Start of Text shown
Mercedes won its first F1 teams’ title in Russia last year, having returned to the sport as a works constructor in 2010. When it last enjoyed such status in the 1950s, there was no championship for the teams.

Just as it did in 2014, Mercedes has dominated proceedings in F1 this season, winning all but three races and sweeping to eight one-two finishes to leave drivers Lewis Hamilton (pictured) and Nico Rosberg battling for the drivers’ title for the second straight year.

Now, Mercedes seeks the knock-out blow in the constructors’ title race by officially wrapping it up in Sochi this weekend.

To do so, the team must simply outscore rivals Ferrari by three points this weekend. The lead currently stands at 169 points, with 215 still on offer. After Sochi, there will be 172 remaining.

“We return to Russia with positive memories from last season, when the team sealed the first constructors’ title for Mercedes-Benz with a one-two finish,” team boss Toto Wolff said.

“A repeat performance in Sochi would be fantastic and this is absolutely the target – but we are under no illusions that it will come easy. The job is not done yet.”

The tire allocation for this weekend’s race could pose problems to Mercedes just as it did in Singapore, potentially allowing Ferrari to spoil the party and delay the victory celebrations at Brackley.

However, if the form book is to be trusted, Sochi could be playing host to another Mercedes party on Sunday night with a second world title in the bag for the Silver Arrows.
End of Text shown
Start of Data shown
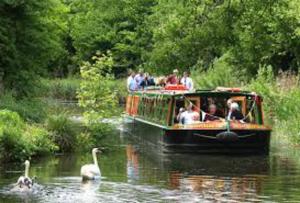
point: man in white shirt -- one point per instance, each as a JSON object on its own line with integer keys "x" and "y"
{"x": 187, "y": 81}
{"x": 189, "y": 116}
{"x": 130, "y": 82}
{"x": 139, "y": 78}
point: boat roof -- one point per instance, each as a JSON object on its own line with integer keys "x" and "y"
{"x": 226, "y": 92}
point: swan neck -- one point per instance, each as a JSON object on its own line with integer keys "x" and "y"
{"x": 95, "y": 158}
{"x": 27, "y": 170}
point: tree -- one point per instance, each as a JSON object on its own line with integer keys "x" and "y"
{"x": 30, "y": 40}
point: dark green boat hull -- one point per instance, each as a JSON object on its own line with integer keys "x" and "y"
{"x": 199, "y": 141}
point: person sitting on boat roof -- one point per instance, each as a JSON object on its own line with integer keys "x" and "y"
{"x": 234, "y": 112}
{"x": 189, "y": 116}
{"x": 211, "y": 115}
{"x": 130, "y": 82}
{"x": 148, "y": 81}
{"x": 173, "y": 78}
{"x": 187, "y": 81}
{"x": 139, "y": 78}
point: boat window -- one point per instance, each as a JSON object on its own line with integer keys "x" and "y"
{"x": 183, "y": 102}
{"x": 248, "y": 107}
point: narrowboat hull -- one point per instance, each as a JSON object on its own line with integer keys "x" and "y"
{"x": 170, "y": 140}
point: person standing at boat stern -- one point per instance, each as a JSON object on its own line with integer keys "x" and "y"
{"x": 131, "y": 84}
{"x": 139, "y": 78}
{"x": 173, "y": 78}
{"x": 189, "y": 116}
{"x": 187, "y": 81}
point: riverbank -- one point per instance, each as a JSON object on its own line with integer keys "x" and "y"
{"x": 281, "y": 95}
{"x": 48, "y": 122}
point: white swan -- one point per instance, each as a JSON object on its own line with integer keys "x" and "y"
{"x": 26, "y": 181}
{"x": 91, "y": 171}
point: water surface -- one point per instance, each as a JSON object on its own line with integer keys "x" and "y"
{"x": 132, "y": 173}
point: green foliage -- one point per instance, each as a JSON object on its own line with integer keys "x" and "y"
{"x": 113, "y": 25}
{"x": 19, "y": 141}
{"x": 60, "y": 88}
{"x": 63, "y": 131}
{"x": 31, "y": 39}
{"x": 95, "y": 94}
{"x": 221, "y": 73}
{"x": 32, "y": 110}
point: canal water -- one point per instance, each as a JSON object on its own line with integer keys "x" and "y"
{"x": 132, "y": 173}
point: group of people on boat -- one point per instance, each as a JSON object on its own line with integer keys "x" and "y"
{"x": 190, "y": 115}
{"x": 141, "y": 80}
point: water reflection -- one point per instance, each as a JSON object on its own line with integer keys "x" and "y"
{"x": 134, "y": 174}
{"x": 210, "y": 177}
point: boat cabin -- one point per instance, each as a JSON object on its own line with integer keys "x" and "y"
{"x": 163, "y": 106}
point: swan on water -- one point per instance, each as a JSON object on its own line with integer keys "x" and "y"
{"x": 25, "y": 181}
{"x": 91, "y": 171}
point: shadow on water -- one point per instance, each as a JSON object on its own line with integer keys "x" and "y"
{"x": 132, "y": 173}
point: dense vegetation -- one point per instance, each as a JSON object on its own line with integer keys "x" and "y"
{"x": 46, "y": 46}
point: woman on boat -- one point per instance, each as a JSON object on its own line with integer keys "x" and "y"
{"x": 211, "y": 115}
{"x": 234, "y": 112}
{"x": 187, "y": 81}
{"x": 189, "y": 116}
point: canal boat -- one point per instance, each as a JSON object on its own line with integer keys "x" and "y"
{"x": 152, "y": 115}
End of Data shown
Start of Data shown
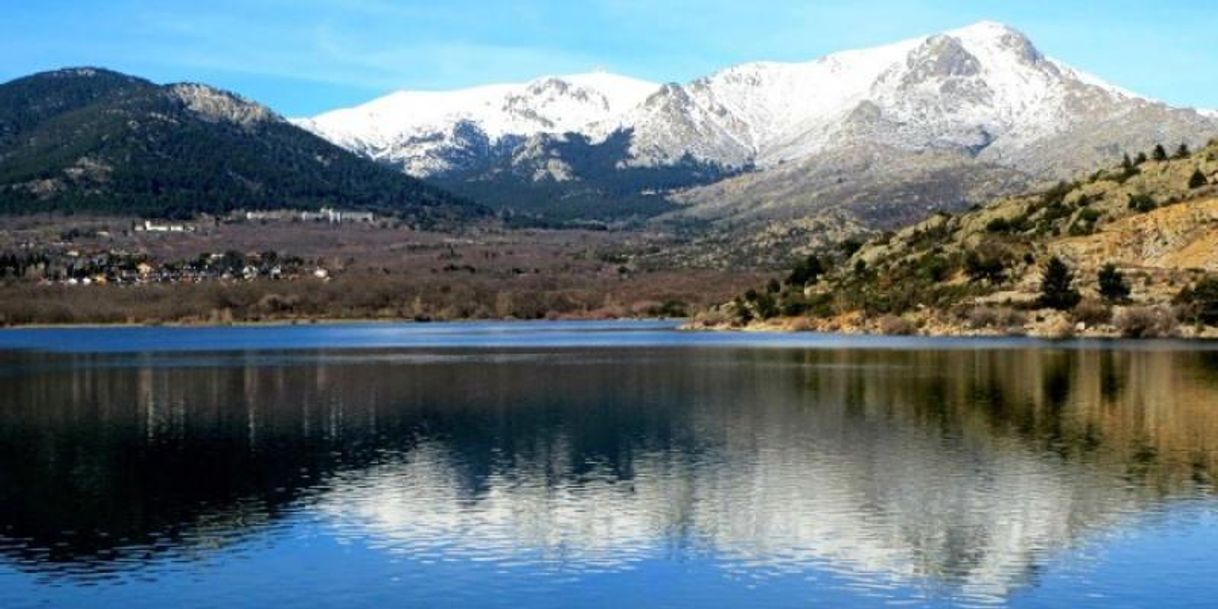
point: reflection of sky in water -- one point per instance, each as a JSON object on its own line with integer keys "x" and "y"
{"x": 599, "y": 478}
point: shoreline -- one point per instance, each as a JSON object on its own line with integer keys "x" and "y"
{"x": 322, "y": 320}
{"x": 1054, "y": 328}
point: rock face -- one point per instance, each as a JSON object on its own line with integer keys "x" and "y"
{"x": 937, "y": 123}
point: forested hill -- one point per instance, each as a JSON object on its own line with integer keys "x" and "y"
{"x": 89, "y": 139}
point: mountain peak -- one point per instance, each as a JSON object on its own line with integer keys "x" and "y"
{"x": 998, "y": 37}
End of Data shown
**Problems and tasks**
a – Transcribe the Mercedes article, everything from "Just as it did in 2014, Mercedes" down to "Sochi this weekend.".
b – List every person named in the Mercedes article.

**Per-task outputs**
a –
Just as it did in 2014, Mercedes has dominated proceedings in F1 this season, winning all but three races and sweeping to eight one-two finishes to leave drivers Lewis Hamilton (pictured) and Nico Rosberg battling for the drivers’ title for the second straight year.

Now, Mercedes seeks the knock-out blow in the constructors’ title race by officially wrapping it up in Sochi this weekend.

b – Lewis Hamilton, Nico Rosberg, Toto Wolff